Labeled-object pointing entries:
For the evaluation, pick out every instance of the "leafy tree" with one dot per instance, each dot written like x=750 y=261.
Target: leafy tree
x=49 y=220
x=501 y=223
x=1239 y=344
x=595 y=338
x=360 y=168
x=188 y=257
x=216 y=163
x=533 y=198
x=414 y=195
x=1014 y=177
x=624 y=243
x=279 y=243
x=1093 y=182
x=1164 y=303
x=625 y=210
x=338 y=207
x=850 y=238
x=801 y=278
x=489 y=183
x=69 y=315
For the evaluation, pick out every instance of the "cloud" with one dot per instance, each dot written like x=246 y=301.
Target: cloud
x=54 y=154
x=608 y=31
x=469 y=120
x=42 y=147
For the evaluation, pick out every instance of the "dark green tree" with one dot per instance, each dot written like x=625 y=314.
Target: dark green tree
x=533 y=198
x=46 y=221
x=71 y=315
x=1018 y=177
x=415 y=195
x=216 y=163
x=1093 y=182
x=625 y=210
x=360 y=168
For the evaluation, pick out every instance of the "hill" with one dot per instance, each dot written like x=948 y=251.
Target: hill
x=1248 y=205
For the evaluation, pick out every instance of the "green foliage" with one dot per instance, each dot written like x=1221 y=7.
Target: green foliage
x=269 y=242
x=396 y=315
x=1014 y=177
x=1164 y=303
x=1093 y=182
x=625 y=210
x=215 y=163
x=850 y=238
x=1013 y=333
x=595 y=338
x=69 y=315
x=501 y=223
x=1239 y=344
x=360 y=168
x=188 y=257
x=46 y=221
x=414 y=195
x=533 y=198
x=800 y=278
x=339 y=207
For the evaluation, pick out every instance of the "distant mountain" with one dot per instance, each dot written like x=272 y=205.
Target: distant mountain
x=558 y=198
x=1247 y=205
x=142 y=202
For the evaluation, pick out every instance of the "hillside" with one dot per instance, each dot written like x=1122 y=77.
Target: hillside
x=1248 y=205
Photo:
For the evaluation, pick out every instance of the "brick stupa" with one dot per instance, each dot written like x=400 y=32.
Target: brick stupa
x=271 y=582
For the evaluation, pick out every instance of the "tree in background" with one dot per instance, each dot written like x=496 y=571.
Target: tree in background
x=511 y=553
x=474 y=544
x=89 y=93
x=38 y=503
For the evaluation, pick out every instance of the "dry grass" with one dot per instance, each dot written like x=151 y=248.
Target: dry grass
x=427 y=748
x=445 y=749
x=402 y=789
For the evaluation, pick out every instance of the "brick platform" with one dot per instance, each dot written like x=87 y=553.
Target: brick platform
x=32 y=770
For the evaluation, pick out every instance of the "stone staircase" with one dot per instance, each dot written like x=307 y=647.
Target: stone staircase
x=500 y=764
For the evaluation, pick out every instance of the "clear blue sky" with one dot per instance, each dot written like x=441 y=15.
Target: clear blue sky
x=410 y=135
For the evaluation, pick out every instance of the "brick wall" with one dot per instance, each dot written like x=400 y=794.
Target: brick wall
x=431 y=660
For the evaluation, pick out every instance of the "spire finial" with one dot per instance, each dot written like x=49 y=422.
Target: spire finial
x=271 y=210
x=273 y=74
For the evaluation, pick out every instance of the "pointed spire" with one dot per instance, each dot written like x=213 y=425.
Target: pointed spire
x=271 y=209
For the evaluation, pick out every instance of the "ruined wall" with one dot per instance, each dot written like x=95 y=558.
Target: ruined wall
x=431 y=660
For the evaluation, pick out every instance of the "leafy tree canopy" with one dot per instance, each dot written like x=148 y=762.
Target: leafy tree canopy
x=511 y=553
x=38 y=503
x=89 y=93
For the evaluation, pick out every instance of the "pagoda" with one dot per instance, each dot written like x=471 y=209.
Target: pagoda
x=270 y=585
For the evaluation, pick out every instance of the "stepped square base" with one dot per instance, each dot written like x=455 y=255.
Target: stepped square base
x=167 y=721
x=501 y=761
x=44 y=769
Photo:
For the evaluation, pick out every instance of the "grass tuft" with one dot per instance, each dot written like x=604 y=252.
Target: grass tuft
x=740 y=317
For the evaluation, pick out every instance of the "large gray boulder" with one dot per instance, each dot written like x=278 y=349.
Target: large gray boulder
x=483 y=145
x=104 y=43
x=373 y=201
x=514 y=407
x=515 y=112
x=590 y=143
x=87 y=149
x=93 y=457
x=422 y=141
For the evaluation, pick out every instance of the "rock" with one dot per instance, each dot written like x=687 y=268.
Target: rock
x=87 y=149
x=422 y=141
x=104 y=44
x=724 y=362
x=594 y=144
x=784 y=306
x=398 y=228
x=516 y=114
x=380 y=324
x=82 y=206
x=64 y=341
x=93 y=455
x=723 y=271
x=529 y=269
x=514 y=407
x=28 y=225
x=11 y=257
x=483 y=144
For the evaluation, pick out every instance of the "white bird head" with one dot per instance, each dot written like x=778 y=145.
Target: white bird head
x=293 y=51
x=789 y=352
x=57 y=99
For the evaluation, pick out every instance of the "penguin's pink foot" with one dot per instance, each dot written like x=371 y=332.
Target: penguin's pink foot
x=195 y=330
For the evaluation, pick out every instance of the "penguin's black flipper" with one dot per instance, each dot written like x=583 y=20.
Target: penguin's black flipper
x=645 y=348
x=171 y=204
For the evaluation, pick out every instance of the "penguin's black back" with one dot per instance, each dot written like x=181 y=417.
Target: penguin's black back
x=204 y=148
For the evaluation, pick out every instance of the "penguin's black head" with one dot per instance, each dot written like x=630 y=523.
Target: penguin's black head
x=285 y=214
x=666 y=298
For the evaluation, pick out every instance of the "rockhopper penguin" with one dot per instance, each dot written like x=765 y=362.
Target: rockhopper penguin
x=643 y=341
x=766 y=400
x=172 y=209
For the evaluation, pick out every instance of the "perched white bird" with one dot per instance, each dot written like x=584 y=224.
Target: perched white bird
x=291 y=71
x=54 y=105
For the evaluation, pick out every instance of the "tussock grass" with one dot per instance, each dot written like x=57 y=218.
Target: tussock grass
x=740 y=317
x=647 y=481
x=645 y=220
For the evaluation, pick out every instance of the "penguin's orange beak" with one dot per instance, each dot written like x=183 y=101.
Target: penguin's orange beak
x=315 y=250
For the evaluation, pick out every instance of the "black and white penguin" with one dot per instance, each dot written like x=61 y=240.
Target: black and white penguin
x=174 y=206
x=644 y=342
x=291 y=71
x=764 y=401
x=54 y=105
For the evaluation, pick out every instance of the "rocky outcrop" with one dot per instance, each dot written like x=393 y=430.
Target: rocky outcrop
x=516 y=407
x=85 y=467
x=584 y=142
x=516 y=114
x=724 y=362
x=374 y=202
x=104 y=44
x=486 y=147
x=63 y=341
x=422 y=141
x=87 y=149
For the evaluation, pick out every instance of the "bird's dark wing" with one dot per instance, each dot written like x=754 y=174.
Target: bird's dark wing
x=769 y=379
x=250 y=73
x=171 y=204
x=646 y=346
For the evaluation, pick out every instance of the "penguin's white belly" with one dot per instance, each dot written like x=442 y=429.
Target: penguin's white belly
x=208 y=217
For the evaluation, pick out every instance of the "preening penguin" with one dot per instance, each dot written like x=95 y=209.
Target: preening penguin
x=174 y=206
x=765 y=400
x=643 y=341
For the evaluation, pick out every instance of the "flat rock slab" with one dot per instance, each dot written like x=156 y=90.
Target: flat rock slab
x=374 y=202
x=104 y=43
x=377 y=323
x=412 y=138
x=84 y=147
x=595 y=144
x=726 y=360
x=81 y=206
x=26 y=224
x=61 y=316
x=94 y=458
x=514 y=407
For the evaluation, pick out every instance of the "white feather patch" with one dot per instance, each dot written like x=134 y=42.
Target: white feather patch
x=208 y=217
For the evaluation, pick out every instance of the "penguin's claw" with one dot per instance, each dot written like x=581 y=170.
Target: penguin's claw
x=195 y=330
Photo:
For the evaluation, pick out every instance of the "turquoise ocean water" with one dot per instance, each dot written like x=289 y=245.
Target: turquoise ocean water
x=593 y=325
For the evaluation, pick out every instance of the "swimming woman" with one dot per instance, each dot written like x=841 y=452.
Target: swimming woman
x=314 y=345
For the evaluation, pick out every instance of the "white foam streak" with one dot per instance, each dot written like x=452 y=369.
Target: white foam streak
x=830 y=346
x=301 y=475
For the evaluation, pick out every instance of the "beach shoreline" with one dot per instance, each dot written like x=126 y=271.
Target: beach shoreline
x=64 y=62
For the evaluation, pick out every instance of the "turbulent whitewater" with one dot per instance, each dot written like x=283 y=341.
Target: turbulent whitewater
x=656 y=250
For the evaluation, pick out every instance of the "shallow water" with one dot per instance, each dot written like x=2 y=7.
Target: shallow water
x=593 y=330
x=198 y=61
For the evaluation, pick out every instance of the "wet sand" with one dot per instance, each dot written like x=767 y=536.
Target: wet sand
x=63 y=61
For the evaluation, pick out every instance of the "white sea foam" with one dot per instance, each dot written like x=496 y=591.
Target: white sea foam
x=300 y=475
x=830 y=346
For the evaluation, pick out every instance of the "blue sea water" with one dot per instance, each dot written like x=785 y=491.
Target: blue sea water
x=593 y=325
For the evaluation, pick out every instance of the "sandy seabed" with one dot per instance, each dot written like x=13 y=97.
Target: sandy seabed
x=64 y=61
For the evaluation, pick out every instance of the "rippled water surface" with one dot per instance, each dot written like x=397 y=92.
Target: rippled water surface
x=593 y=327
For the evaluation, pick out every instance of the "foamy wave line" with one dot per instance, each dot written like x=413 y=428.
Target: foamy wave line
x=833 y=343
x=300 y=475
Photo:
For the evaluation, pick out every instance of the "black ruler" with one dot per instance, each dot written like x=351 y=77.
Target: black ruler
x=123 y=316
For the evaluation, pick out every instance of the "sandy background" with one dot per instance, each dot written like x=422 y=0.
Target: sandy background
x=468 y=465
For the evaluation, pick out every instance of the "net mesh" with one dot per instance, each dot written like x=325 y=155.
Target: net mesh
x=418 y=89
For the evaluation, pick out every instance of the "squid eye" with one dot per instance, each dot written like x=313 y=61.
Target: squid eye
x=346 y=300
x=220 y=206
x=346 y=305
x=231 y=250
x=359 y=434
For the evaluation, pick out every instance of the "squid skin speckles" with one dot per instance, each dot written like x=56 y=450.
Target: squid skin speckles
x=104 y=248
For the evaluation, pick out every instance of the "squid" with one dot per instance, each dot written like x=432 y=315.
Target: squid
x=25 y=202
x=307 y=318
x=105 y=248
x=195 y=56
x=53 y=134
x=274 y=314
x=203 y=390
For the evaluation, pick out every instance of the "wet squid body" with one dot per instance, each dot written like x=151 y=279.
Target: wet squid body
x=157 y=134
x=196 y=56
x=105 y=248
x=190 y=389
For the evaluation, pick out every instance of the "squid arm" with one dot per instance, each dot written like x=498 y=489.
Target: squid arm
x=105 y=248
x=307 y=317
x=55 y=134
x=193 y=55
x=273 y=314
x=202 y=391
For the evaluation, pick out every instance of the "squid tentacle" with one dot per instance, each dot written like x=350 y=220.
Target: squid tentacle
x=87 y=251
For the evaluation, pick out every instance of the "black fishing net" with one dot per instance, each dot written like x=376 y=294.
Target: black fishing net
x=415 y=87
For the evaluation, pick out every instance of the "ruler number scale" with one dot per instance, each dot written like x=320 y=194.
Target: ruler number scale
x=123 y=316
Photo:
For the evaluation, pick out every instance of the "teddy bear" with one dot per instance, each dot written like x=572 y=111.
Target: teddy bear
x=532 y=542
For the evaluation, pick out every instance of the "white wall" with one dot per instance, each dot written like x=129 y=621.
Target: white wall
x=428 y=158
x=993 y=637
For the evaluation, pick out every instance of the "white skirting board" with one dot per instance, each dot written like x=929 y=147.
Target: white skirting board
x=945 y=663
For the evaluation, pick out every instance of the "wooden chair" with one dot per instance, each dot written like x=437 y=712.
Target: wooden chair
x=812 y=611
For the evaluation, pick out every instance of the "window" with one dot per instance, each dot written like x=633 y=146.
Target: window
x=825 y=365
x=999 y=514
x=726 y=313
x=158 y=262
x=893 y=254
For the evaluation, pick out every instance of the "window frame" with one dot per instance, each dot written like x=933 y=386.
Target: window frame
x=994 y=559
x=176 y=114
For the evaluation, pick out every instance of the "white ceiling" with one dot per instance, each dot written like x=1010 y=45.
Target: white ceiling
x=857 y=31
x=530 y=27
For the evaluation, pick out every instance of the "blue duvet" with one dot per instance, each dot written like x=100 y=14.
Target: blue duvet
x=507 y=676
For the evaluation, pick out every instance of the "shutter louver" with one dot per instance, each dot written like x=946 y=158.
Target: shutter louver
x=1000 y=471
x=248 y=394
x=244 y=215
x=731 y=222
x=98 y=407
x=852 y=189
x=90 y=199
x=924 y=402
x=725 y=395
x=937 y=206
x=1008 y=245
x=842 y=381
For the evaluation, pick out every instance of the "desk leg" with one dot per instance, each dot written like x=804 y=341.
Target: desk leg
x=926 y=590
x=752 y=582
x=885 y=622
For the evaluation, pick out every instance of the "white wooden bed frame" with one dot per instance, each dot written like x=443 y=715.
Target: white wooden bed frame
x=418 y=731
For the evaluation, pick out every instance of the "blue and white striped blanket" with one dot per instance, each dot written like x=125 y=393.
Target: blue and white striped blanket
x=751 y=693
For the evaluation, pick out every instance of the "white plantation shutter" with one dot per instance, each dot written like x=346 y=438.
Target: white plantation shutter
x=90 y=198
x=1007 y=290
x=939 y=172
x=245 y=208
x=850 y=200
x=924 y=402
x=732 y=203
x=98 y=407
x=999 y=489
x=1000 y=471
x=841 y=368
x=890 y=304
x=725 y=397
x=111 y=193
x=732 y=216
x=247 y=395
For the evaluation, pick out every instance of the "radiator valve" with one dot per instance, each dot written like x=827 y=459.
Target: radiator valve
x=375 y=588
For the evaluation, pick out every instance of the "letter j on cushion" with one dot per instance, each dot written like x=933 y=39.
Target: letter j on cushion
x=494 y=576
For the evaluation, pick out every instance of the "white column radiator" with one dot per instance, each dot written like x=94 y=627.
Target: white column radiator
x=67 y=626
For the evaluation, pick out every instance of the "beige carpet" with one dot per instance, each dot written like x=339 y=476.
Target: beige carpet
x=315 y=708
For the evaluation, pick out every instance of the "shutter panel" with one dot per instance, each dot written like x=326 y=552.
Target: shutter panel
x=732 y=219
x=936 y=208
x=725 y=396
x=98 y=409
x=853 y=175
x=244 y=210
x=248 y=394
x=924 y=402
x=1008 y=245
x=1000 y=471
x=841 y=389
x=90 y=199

Exercise directions: Take the line that contains "like x=804 y=341." and each line after it down to the last of the records, and retype them exactly; add nothing else.

Correct output:
For the evaluation, pick out every instance of the "desk leg" with one dot per instance, each dot written like x=804 y=341.
Target: desk leg
x=926 y=590
x=752 y=582
x=885 y=622
For the evaluation, pick out every instance of the "white wooden bed frame" with one dot per instance, each dot written like x=443 y=715.
Target: white wooden bed frame
x=418 y=731
For the evaluation, pick out every instance of the "blue and white striped blanket" with one dot per instance, each dot written like x=125 y=393.
Target: blue and white striped blanket
x=751 y=693
For the evaluation, pick out every instance of the "white plantation shutter" with one dot per instance, each dot written like x=346 y=438.
Target: white plantation shutter
x=90 y=198
x=1007 y=290
x=939 y=172
x=245 y=208
x=850 y=200
x=924 y=402
x=732 y=203
x=98 y=407
x=999 y=489
x=1000 y=471
x=841 y=368
x=890 y=304
x=725 y=397
x=111 y=193
x=732 y=216
x=247 y=395
For the evaluation, pick out every instance of the "radiator valve" with one dot per instance, each dot written like x=827 y=459.
Target: radiator valve
x=375 y=588
For the evaluation, pick out every instance of the "letter j on cushion" with one dot per instance, each dot written like x=933 y=39.
Target: letter j on cushion
x=494 y=576
For the evaluation, pick out every instance of the "white column radiator" with one dot per instance, each dot written like x=94 y=627.
Target: white column radiator
x=67 y=626
For the evaluation, pick out every instance of the "beige carpet" with one dot per instance, each dot written like x=339 y=476.
Target: beige carpet
x=315 y=708
For the evaluation, pick out every instance of the "shutter panel" with one dot per instance, each dot written like x=326 y=552.
Target: shutter panel
x=732 y=219
x=936 y=208
x=725 y=396
x=98 y=409
x=853 y=175
x=244 y=210
x=248 y=394
x=924 y=402
x=1008 y=245
x=1000 y=471
x=841 y=389
x=90 y=199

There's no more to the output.